[Extracted text]

As the strike was gaining steam in its third week, the BC agreed to a “pause” in exchange for federal mediation, behind the backs of the rank-and-file members. Only days earlier, a poll of the unit revealed that an overwhelming 96 percent of the strikers wished to continue the strike.
A particularly foul role has been played by the three BC members who are part of the Academic Workers for a Democratic Union (AWDU), the so-called reform caucus of the UAW, who have consistently postured as opponents of the other seven BC members while taking no measures to organize opposition. Rather, they have sought to dissuade workers from taking any independent action.
Graduate workers must understand that their fight for a living wage, improved working conditions and democratic rights is a political struggle. Their demands cannot be achieved within the confines of the campus and through organizations like the trade unions, which work on behalf of the employer.
The ruling class is acutely aware that social conditions in the US are explosive. There is immense anger brewing among workers as they are left to fend for themselves while the billionaires continue to rake in record profits, including over $1.4 trillion over the past year alone.
Columbia is determined to defeat the strike not only for its own “bottom line” but as part of a broader strategy of the capitalist class, which is intent on imposing massive austerity on workers to pay back the trillions of dollars that were handed over to Wall Street and the corporations at the start of the pandemic.
However, the graduate students have immensely powerful allies in the working class, and there is enormous potential to expand the strike!
It is precisely for this reason that the UAW has kept the strike completely hidden from the autoworkers they claim to represent. They are aware that solidarity between the students and the autoworkers would galvanize the struggles of autoworkers and students. Such unity would threaten to spiral out of its control and develop into a common struggle of workers across many industries.
The Columbia strike is unfolding as the UAW in Michigan is forcing workers into plants where large numbers of COVID-19 cases are being reported. Jefferson North Assembly Plant (JNAP) workers in the trim department staged a protest Friday during the day shift, halting production after a worker was sent home after testing positive for COVID-19. So many workers are either sick or quarantined that management personnel have been brought on the line to run production.
The workers in the auto plants are engaged in a struggle against the same political forces and the same union bureaucrats in a fight for their own lives, the lives of their families and loved ones.
Nearly 3,000 manufacturing workers at the Volvo Truck Plant’s New River Valley factory in Dublin, Virginia went on strike Friday. Currently 1,100 Warrior Met coal miners in Alabama, 1,300 steelworkers at Allegheny Technologies Inc. (ATI) facilities in five states, and over 700 nurses in the Massachusetts Nurses Association (MNA) in Worcester are on strike.
The situation is equally explosive throughout the world.
It is to this social force that graduate students must turn. The World Socialist Web Site has helped facilitate the organization of a network of committees across the US and globally, from the West Coast to Chicago, Michigan, Pennsylvania, Texas, and other cities and states, along with logistics workers and autoworkers, to create genuine fighting organizations opposed to the big business parties and the so-called unions.
To expand their strike, Columbia University grad strikers must follow suit and build their own independent rank-and-file strike committee. Their demands must be dictated by the needs of the workers, not what the university says it can afford. The committee should send delegations to workplaces and factories in New York and beyond to explain your struggle to autoworkers, teachers, transit workers, hospital workers, retail workers and other sections of the working class.

[/Extracted text]

Exercise goal
Copy the passage of the strike text from "Columbia is determined" to "across many industries.", swapping each "autoworkers" for "auto workers". The material has no role here.

[Material supplied]

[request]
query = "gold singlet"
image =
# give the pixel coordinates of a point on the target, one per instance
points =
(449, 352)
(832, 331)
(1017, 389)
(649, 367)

[/Material supplied]

Answer to this exercise
Columbia is determined to defeat the strike not only for its own “bottom line” but as part of a broader strategy of the capitalist class, which is intent on imposing massive austerity on workers to pay back the trillions of dollars that were handed over to Wall Street and the corporations at the start of the pandemic.
However, the graduate students have immensely powerful allies in the working class, and there is enormous potential to expand the strike!
It is precisely for this reason that the UAW has kept the strike completely hidden from the auto workers they claim to represent. They are aware that solidarity between the students and the auto workers would galvanize the struggles of auto workers and students. Such unity would threaten to spiral out of its control and develop into a common struggle of workers across many industries.